[begin Provided information]

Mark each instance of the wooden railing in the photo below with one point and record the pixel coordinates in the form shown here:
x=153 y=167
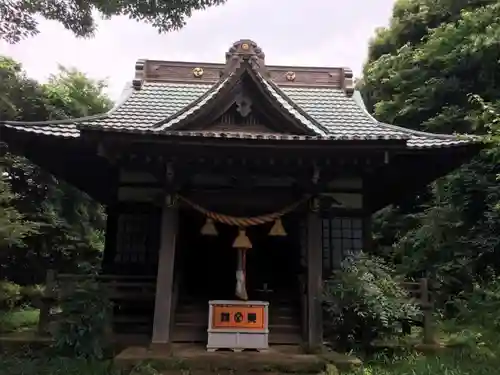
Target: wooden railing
x=419 y=293
x=119 y=288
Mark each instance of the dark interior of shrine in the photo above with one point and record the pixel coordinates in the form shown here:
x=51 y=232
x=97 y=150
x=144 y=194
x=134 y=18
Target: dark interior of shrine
x=206 y=265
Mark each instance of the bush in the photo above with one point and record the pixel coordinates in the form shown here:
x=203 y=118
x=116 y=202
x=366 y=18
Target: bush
x=10 y=295
x=32 y=294
x=84 y=322
x=364 y=301
x=480 y=306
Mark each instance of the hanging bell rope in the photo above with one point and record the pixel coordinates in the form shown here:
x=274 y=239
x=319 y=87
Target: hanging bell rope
x=244 y=222
x=209 y=228
x=277 y=229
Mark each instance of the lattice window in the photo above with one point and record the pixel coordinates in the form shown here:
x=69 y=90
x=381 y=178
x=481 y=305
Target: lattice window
x=134 y=240
x=341 y=236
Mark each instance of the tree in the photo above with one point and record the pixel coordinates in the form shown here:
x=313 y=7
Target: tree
x=70 y=224
x=13 y=227
x=18 y=18
x=421 y=74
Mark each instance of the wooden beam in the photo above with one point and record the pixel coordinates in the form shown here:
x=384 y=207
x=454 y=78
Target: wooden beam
x=165 y=277
x=314 y=281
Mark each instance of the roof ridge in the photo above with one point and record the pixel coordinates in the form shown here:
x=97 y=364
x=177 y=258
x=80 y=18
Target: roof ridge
x=360 y=102
x=126 y=93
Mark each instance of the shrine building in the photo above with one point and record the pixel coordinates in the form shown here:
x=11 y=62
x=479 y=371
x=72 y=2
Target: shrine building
x=235 y=181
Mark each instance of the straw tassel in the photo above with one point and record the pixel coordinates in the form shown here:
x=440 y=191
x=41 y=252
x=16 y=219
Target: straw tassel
x=242 y=241
x=209 y=228
x=277 y=229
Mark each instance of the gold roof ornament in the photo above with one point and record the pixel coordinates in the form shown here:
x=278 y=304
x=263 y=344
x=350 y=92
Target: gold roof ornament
x=290 y=76
x=198 y=72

[end Provided information]

■ **Exercise requirements**: Word for word, quote the lines from the line containing "Mark each instance of the hanging" through the end of the material, both included, and nothing else.

■ **Result for this exercise**:
Mark each instance of the hanging bell rope in the photo above with one point and record the pixel coordinates in the form shown here:
x=274 y=239
x=319 y=87
Target: hanging bell rope
x=244 y=222
x=209 y=228
x=277 y=229
Mark each instance of the lattice window in the photo above with one point and record the pixel coordinates in the form shown here:
x=69 y=90
x=381 y=178
x=481 y=305
Target: lattice window
x=134 y=240
x=341 y=236
Mark each instance of the tree in the photo above with one point and record the pixel coordinates in the form shown here:
x=313 y=7
Target: tree
x=70 y=224
x=13 y=227
x=18 y=18
x=421 y=74
Mark each instance of the wooden beam in the photo above with one point and record the pixel coordinates in the form shown here:
x=384 y=207
x=454 y=78
Target: wooden beam
x=165 y=277
x=314 y=281
Mark each instance of the roof ridge in the photo above with one point and record the pixel coordinates in the form shown here:
x=97 y=364
x=177 y=258
x=80 y=18
Target: roof ridge
x=360 y=102
x=126 y=93
Mark each instance of the shrine building in the photo above with one point and record the pixel coordinates in the form shown here:
x=11 y=62
x=479 y=371
x=72 y=2
Target: shrine building
x=235 y=181
Mark each instance of the straw tassel in the photo above with one point and record the pixel coordinates in the form shown here:
x=440 y=191
x=41 y=252
x=16 y=219
Target: straw tassel
x=242 y=241
x=209 y=228
x=277 y=229
Mark each instance of the gold roof ornament in the photo above with one point and record the pixel coordinates in the form shown here:
x=278 y=304
x=263 y=344
x=350 y=92
Target: gold roof ornament
x=290 y=76
x=198 y=72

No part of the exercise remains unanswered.